_Page:_
____________

How we cite our quotes: (Chapter.Paragraph)
Quote #1
The future was, very literally, in their own hands. (4.6)
The man-apes hold the future in their hands because their hands, and the tools in those hands, will be their future. Technology takes you to the future, to the moon, and out into space, where you are turned into an alien space-baby.
Quote #2
They had learned to speak, and so had won their first great victory over Time. Now the knowledge of one generation could be handed on to the next, so that each age could profit from those that had gone before. (6.7)
History is seen as a victory over time—but you could just as easily see it as a kind of victory of time. After all, if you're a happy man-ape, without speech, living day to day, you don't know that time is passing. It's only with history and knowledge passed on that time really comes into being as a big weighty thing sitting on your forehead.

____________

_Recorded data:_
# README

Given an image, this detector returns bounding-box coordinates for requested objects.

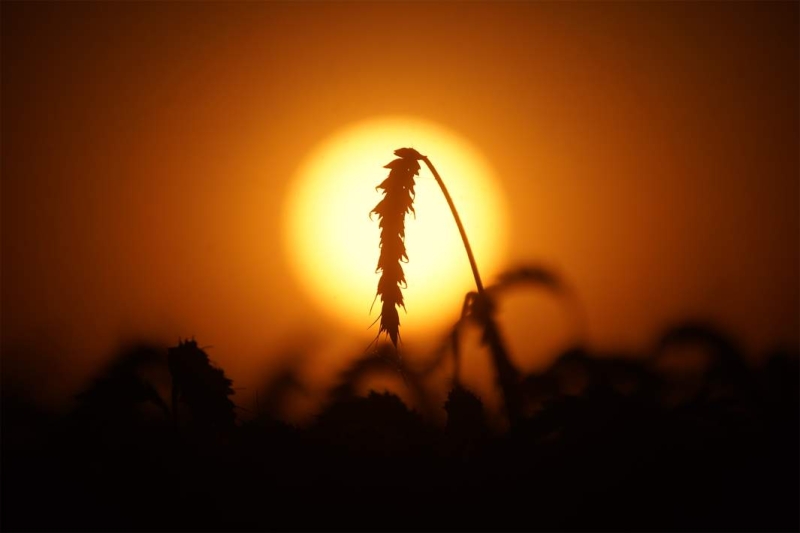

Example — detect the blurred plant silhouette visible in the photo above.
[0,318,800,531]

____________

_Stated goal:_
In the quotes page, how does the part that opens with the words containing "How we cite" and closes with "an alien space-baby." read once "hands" is replaced by "paws"?

_Result for this task:_
How we cite our quotes: (Chapter.Paragraph)
Quote #1
The future was, very literally, in their own paws. (4.6)
The man-apes hold the future in their paws because their paws, and the tools in those paws, will be their future. Technology takes you to the future, to the moon, and out into space, where you are turned into an alien space-baby.